• EXCERPTED TEXT

Part IV: The Visitation
I
worked a half day on Friday, November 5th. I knew that I needed to
try and mentally prepare for what I was about to see and face later that
evening. I drove home listening to music that no one could imagine speaking to
me, Taylor Swift. That was probably the first laugh you’ve had reading this
series, but honestly, that album had songs that spoke to me while I was
suffering. Between her and Stone Sour, I had a soundtrack of sorts leading me
through certain situations. (Coincidentally both Stone Sour and Taylor Swift
released albums last week.) Believe me; it’s better than listening to the
Murderdolls, which I had been doing non-stop for about two weeks prior. Let’s
move on.
I
got home and started pacing around my house. I was alone with music playing softly
in the background. I didn’t know what to expect. I was about to face a litany
of things that I wasn’t sure I could. I was going to confront one of my biggest
fears…death. I would have to face Jason’s family, who knew how close we had
once been but I treated their son poorly for the last year. I have a ton of
love and respect for his parents, Marla and Ralph, and I was worried my
presence would be an unwelcome distraction in a situation that was already bad
enough. I was also going to stare my biggest regret in the face, and know I
could do nothing to fix it. I didn’t know how I would react, physically and
emotionally.

• TASK A
Put the records into a Markdown table with columns named Row and Line, leaving out blank lines. Begin at the line of the records that contains "trace the outline of every instance of the arched" and stop after the last line of the records.
The excerpt above has no connection to the records that come after it.

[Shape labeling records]
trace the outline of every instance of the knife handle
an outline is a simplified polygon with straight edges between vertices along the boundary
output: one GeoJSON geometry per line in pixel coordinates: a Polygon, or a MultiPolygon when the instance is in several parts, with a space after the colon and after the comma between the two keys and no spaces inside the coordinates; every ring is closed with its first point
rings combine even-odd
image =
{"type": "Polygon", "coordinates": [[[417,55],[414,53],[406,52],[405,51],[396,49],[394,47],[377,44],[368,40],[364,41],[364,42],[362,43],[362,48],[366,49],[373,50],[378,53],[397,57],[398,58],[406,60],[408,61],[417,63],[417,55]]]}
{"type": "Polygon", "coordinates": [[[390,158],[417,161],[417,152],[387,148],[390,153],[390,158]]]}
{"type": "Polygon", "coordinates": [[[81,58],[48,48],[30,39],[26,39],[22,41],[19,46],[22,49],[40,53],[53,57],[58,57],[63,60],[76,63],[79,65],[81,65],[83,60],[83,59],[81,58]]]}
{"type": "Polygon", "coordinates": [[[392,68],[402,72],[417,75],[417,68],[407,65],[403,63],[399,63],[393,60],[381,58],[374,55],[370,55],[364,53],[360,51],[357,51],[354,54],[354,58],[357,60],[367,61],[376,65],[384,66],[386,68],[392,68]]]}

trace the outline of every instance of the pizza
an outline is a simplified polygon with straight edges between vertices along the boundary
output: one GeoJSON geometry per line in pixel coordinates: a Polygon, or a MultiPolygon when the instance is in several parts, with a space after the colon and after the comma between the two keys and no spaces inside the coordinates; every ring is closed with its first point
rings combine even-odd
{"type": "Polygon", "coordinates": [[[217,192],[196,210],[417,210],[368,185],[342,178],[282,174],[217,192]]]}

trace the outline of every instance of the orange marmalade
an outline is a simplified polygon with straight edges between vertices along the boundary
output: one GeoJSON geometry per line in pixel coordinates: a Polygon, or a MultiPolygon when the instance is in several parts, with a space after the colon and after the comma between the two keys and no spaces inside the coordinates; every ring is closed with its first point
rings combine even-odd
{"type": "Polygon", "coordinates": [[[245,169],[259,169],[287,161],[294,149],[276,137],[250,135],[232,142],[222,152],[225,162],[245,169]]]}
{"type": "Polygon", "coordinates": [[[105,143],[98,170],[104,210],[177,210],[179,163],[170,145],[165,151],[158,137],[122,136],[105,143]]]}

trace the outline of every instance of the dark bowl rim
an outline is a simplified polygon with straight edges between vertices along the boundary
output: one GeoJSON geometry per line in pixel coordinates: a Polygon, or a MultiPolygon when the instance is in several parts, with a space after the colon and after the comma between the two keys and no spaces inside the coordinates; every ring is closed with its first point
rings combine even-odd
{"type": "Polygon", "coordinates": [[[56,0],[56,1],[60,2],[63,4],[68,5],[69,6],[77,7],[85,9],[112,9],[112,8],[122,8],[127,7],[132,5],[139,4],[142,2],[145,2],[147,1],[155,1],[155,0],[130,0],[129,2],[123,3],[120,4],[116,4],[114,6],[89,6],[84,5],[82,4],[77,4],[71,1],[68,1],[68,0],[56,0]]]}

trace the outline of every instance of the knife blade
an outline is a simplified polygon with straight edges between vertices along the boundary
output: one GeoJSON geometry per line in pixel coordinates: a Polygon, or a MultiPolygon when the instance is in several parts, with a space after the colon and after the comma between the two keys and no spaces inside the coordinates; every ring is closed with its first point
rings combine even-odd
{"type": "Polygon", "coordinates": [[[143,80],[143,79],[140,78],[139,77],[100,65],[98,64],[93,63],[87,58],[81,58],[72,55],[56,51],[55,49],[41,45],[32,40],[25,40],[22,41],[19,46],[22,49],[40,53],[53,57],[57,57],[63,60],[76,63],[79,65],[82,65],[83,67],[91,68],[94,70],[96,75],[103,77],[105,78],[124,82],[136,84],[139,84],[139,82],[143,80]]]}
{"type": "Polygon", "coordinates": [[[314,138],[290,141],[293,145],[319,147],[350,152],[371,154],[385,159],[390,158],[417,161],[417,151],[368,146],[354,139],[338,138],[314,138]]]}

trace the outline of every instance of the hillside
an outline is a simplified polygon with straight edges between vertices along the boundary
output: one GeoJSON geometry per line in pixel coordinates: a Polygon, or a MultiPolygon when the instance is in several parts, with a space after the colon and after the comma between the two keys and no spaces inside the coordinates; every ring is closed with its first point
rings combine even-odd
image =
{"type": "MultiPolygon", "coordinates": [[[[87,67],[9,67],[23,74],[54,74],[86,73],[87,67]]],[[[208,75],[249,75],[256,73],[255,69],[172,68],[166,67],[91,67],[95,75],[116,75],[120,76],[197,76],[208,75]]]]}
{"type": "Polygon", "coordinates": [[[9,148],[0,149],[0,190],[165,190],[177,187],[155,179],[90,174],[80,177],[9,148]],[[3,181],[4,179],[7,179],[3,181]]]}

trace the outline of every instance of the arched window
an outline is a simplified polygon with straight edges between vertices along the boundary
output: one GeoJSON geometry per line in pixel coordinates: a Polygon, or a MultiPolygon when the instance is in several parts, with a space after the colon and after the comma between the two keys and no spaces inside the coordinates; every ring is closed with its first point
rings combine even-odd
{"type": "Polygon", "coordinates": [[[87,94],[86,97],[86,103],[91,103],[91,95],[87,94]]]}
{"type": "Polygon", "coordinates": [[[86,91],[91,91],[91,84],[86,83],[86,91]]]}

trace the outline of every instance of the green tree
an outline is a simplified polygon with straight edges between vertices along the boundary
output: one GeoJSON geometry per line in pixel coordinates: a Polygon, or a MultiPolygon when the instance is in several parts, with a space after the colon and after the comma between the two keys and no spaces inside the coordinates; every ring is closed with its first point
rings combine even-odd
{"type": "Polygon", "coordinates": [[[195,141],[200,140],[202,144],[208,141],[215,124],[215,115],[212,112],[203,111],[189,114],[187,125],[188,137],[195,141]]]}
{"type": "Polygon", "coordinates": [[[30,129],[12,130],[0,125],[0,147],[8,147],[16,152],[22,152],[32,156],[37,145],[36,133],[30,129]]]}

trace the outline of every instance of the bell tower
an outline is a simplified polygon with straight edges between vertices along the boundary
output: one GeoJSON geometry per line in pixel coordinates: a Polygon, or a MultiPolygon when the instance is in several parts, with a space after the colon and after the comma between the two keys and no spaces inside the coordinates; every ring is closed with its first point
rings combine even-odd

• TASK B
Reproduce the entire excerpt about the visitation word for word.

• WORKED ANSWER A
| Row | Line |
|---|---|
| 1 | trace the outline of every instance of the arched window |
| 2 | an outline is a simplified polygon with straight edges between vertices along the boundary |
| 3 | output: one GeoJSON geometry per line in pixel coordinates: a Polygon, or a MultiPolygon when the instance is in several parts, with a space after the colon and after the comma between the two keys and no spaces inside the coordinates; every ring is closed with its first point |
| 4 | rings combine even-odd |
| 5 | {"type": "Polygon", "coordinates": [[[87,94],[86,97],[86,103],[91,103],[91,95],[87,94]]]} |
| 6 | {"type": "Polygon", "coordinates": [[[86,91],[91,91],[91,84],[86,83],[86,91]]]} |
| 7 | trace the outline of every instance of the green tree |
| 8 | an outline is a simplified polygon with straight edges between vertices along the boundary |
| 9 | output: one GeoJSON geometry per line in pixel coordinates: a Polygon, or a MultiPolygon when the instance is in several parts, with a space after the colon and after the comma between the two keys and no spaces inside the coordinates; every ring is closed with its first point |
| 10 | rings combine even-odd |
| 11 | {"type": "Polygon", "coordinates": [[[195,141],[200,140],[202,144],[208,141],[215,124],[215,115],[212,112],[203,111],[189,114],[187,125],[188,137],[195,141]]]} |
| 12 | {"type": "Polygon", "coordinates": [[[30,129],[12,130],[0,125],[0,147],[8,147],[16,152],[22,152],[32,156],[37,145],[36,133],[30,129]]]} |
| 13 | trace the outline of every instance of the bell tower |
| 14 | an outline is a simplified polygon with straight edges between vertices along the boundary |
| 15 | output: one GeoJSON geometry per line in pixel coordinates: a Polygon, or a MultiPolygon when the instance is in several parts, with a space after the colon and after the comma between the two keys and no spaces inside the coordinates; every ring is closed with its first point |
| 16 | rings combine even-odd |

• WORKED ANSWER B
Part IV: The Visitation
I
worked a half day on Friday, November 5th. I knew that I needed to
try and mentally prepare for what I was about to see and face later that
evening. I drove home listening to music that no one could imagine speaking to
me, Taylor Swift. That was probably the first laugh you’ve had reading this
series, but honestly, that album had songs that spoke to me while I was
suffering. Between her and Stone Sour, I had a soundtrack of sorts leading me
through certain situations. (Coincidentally both Stone Sour and Taylor Swift
released albums last week.) Believe me; it’s better than listening to the
Murderdolls, which I had been doing non-stop for about two weeks prior. Let’s
move on.
I
got home and started pacing around my house. I was alone with music playing softly
in the background. I didn’t know what to expect. I was about to face a litany
of things that I wasn’t sure I could. I was going to confront one of my biggest
fears…death. I would have to face Jason’s family, who knew how close we had
once been but I treated their son poorly for the last year. I have a ton of
love and respect for his parents, Marla and Ralph, and I was worried my
presence would be an unwelcome distraction in a situation that was already bad
enough. I was also going to stare my biggest regret in the face, and know I
could do nothing to fix it. I didn’t know how I would react, physically and
emotionally.